* _Quoted text_:

<<<<

Klafft (2008) defines peer to peer lending as “online platforms where borrowers place requests for loans online and private lenders bid to fund these in an auction-like process.” Clearly in this definition we can see how 'online' and 'internet' are key terms in explaining the way it works. Many different websites exist and each of them has its own variation and therefore constitutes a different system. We will come back to this later on in this chapter when we evaluate some examples (see section 2.3) Nevertheless, the basics of it are as follows: a borrower needs to get funded for some reason and either does not want to go to the bank, or cannot receive a loan from it. He then has a few options left: he can try to borrow it from his friends or family (the well-known 3F: Friends-Family-Fools); he can go to a so.

called moneylender which offers him money 'without questions asked' at a very high interest rate; or he can go to one of the online lending platforms and apply for a loan. If he does the latter and fills out an application form on one of the social lending websites, it will subsequently be evaluated in some way; either by a local institution (e.g. a microfinance institution), the organization behind website itself, or fellow members on the platform. Once the request is accepted and published online, members prepared to lend to him express their willingness to do so. When at the expiration date of the loan request enough financiers are found, the amount requested is wired to the applicant. In order to minimize their risk, lenders normally only lend small portions of the requested loan and usually interact with many different borrowers as a means of diversification. After being funded, the borrower gradually repays the loan plus interest over time. At the end of the loan, lenders usually have some system to evaluate the borrower and give feedback on his repayment performance. This way, borrowers build up credibility and credit history on the online platform and future lenders base their funding decisions on this feedback (much like feedback mechanisms on eBay or Amazon.com). This system exists both in developed and developing countries, in the case of peer to peer microfinance we are talking about peer to peer lending on a microfinance scale. It means lending to disadvantaged borrowers from developing countries who ask for the loans to start a business in order to supplement their small income with its proceeds.

>>>>

* _Task 1_: List every party that, according to the passage on peer to peer lending, may evaluate a borrower's application form on a social lending website.

* _The data_:

<<<<

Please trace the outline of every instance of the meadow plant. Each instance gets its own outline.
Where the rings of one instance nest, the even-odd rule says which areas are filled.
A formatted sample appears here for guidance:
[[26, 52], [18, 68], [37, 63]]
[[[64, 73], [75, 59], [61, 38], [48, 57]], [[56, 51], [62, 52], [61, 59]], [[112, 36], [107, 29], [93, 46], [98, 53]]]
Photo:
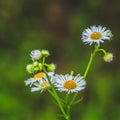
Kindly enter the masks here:
[[[71, 108], [74, 104], [81, 101], [81, 98], [78, 98], [78, 93], [86, 87], [85, 79], [96, 53], [102, 52], [103, 60], [105, 62], [111, 62], [113, 60], [112, 53], [106, 52], [105, 49], [100, 48], [101, 43], [111, 40], [111, 38], [111, 31], [102, 26], [94, 25], [82, 32], [83, 43], [94, 46], [87, 67], [82, 76], [80, 74], [74, 75], [73, 72], [65, 75], [57, 74], [55, 72], [55, 64], [48, 64], [46, 62], [46, 59], [50, 55], [49, 51], [31, 51], [30, 57], [32, 63], [26, 66], [26, 70], [32, 77], [25, 81], [25, 85], [30, 86], [31, 92], [49, 92], [61, 110], [60, 116], [64, 117], [65, 120], [71, 120]], [[64, 97], [61, 96], [61, 92], [64, 92]]]

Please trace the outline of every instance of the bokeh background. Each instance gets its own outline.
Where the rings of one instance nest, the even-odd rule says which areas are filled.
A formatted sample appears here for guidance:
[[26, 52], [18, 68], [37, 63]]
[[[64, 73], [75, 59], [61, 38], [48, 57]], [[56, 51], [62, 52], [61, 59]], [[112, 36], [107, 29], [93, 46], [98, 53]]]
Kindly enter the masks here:
[[[114, 34], [101, 45], [114, 54], [112, 63], [95, 57], [86, 78], [83, 100], [72, 108], [73, 120], [120, 120], [119, 0], [0, 0], [0, 120], [60, 120], [48, 93], [31, 93], [24, 80], [34, 49], [47, 49], [57, 73], [83, 75], [93, 46], [82, 31], [103, 25]], [[81, 95], [81, 94], [80, 94]]]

>>>>

* _Task 2_: Write out the labeling rows that follow the passage on peer to peer lending above, line for line and without change. Leave the picture out.

* _Reply 1_:
- a local institution (e.g. a microfinance institution)
- the organization behind the website itself
- fellow members on the platform

* _Reply 2_:
Please trace the outline of every instance of the meadow plant. Each instance gets its own outline.
Where the rings of one instance nest, the even-odd rule says which areas are filled.
A formatted sample appears here for guidance:
[[26, 52], [18, 68], [37, 63]]
[[[64, 73], [75, 59], [61, 38], [48, 57]], [[56, 51], [62, 52], [61, 59]], [[112, 36], [107, 29], [93, 46], [98, 53]]]
Photo:
Kindly enter the masks here:
[[[71, 108], [74, 104], [81, 101], [81, 98], [78, 98], [78, 93], [86, 87], [85, 79], [96, 53], [102, 52], [103, 60], [105, 62], [111, 62], [113, 60], [112, 53], [106, 52], [105, 49], [100, 48], [101, 43], [111, 40], [111, 38], [111, 31], [102, 26], [94, 25], [82, 32], [83, 43], [94, 46], [87, 67], [82, 76], [80, 74], [74, 75], [73, 72], [65, 75], [57, 74], [55, 72], [55, 64], [48, 64], [46, 62], [46, 59], [50, 55], [49, 51], [31, 51], [30, 57], [32, 63], [26, 66], [26, 70], [32, 77], [25, 81], [25, 85], [30, 86], [31, 92], [49, 92], [61, 110], [60, 116], [64, 117], [65, 120], [71, 120]], [[64, 97], [61, 96], [61, 92], [64, 92]]]

Please trace the outline of every instance of the bokeh background. Each instance gets its own outline.
Where the rings of one instance nest, the even-odd rule says which areas are filled.
A formatted sample appears here for guidance:
[[26, 52], [18, 68], [37, 63]]
[[[64, 73], [75, 59], [61, 38], [48, 57]], [[56, 51], [62, 52], [61, 59]], [[112, 36], [107, 29], [93, 46], [98, 53]]]
Kindly enter the masks here:
[[[114, 34], [101, 45], [114, 54], [112, 63], [95, 57], [86, 78], [83, 100], [72, 108], [73, 120], [120, 120], [119, 0], [0, 0], [0, 120], [60, 120], [48, 93], [31, 93], [24, 80], [34, 49], [47, 49], [57, 73], [83, 75], [93, 46], [82, 31], [103, 25]], [[81, 95], [81, 94], [80, 94]]]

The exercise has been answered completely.